• [COMPLETE THE FOLLOWING]
1: According to the essay on nature's voice, what one eternal reality does Nature remind us of?
2: Carry on the essay on nature's voice from the point where it stops.

• [SELECTION]
^^^^^^^^^^^^^^^^

Monday, September 15, 2014

WHEN NATURE SPEAKS – Echoes of Eternity

When Nature speaks, it’s for a reason. She's sharing things we need to hear—invitations, affirmations, lessons about truth, beauty, love and life.

While the human animal’s obsessed with how to stretch and bend her to create our own realities, Nature reminds us of one eternal reality, that everything is connected. Everything. That what we might fear in her we actually fear in ourselves. And that what we do to her we do to ourselves and others. 

What a joy our place in her should be, a position that, miraculously, both humbles us when we’re arrogant and ennobles us when we’re feeling unimportant.


BODY AND SOUL
Nature’s voice surrounds us, fills us, every day. She speaks to our minds, showing us immutable truths of how things always grow and move and interact. At the same time, she refreshes those ancient instincts that have always advised us on how to apply those truths. She tries as she can to show us both the portals and the boundaries of our intimacy.

            Only if we love her back will we 
            care enough to protect her as if 
            she were our own flesh and blood.

Sometimes the message is for our bodies, calling us to work with her, run with her, bask in her. She fills us with contentment, with exhilaration, and then reminds us that, while she may seem indefatigable, we are not.

^^^^^^^^^^^^^^^^

• [SUPPLIED INFORMATION]
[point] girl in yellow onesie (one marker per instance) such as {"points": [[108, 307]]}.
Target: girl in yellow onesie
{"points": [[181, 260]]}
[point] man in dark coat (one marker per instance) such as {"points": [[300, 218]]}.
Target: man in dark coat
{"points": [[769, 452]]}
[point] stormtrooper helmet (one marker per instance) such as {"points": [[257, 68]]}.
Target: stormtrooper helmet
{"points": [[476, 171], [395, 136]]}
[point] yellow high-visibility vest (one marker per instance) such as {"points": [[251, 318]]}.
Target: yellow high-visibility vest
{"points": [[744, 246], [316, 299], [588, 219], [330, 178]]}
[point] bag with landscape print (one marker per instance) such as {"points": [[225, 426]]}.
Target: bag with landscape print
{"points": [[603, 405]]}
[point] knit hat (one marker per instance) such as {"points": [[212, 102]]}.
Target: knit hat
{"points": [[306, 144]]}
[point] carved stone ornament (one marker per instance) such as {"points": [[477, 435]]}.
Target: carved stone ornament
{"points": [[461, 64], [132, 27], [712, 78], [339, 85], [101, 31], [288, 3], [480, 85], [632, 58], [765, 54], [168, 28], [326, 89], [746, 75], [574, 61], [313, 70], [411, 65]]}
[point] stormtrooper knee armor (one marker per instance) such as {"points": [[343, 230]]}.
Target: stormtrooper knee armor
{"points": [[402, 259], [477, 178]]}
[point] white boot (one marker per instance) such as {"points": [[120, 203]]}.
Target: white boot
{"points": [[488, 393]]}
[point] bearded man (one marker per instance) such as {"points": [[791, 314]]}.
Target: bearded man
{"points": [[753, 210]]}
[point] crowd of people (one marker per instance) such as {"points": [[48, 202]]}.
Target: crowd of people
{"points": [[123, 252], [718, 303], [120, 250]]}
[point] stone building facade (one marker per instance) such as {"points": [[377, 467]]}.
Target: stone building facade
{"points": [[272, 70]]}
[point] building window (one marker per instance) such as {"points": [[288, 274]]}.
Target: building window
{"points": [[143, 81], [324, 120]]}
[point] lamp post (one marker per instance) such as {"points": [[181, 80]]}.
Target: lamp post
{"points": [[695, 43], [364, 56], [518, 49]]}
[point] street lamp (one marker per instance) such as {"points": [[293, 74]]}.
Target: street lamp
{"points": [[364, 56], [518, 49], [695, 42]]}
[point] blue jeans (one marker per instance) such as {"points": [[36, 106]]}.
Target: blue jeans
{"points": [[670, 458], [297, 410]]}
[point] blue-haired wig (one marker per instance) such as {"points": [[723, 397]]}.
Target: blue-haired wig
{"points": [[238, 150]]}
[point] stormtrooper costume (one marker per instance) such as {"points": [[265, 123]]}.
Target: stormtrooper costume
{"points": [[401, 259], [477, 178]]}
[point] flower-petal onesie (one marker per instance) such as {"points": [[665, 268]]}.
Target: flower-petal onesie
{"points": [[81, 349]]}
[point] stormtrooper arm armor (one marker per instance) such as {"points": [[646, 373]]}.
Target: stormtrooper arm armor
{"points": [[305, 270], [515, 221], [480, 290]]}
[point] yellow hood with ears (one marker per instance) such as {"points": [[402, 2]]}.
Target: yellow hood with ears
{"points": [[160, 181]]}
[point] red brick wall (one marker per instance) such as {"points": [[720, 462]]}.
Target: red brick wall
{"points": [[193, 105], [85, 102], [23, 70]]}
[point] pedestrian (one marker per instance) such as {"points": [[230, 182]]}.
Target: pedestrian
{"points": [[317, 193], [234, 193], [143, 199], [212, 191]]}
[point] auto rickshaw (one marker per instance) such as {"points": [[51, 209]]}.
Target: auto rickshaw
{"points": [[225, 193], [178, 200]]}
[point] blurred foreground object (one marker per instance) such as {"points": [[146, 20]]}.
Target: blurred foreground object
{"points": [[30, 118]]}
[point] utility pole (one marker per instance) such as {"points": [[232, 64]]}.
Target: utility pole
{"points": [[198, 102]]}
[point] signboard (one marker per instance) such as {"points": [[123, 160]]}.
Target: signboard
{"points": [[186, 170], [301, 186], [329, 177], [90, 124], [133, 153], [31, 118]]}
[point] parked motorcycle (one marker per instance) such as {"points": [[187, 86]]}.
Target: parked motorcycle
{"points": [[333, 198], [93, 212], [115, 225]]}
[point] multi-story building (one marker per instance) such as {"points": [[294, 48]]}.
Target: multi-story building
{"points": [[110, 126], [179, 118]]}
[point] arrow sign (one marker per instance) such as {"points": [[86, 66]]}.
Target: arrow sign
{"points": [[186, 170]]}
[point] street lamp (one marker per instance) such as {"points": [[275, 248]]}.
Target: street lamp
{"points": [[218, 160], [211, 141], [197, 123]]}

^^^^^^^^^^^^^^^^

• [RESPONSES IN ORDER]
1: That everything is connected.

2:
Finally, she speaks to our hearts and our spirits, reminding us of our deep belonging to her. It is an unconditional love, that of the tenderest of gods, yet utterly indifferent to the values we humans have devised for ourselves—and so often fail to exemplify. 
 
WHAT TO SAY BACK
Don’t think for a moment that what Nature has to say to us has to be a monologue. In fact, there are many ways to hold up our end of the conversation. Perhaps the most obvious is through sound.

If we spot a beautiful bird—a cardinal, let’s say—we obviously can’t look like a cardinal; we can’t feel or taste or smell like one either. But we can sound like one. I do it all the time (and the cardinal nearly always comes closer).

When Nature calls us to our child side, we might answer her with playful cries and joyous laughter. Or we can welcome her accompaniment as we shuffle leaves, crunch acorns or splash water.

We can shout or clap our hands and listen as desert ignores, forest ponders or canyon mimics. Or we can offer Nature the one gift we have that might nearly rival birdsong and wolf call—our own voices in song.

                You know it's not really a 
                sound, but still you hear it.

THE SOUNDS OF SILENCE   
Can we converse with Nature through silence? Have you ever experienced true, total silence? I’ve done so only a few times in my life. It leaves an impression. At first your brain doesn’t quite know what to do without the foundation of at least some ambient sound.

It’s kind of like being in total darkness. It makes you dizzy. You can almost feel your ears reaching out, expanding, cupping to detect something, anything, to get a bearing on.

Then, like the way we try to fill the awkward lull in a conversation with an “um-m-m” or an “ah-h-h-h,” Nature comes up with her own space filler, a sort of dull roar. You know it's not really a sound, but still you hear it.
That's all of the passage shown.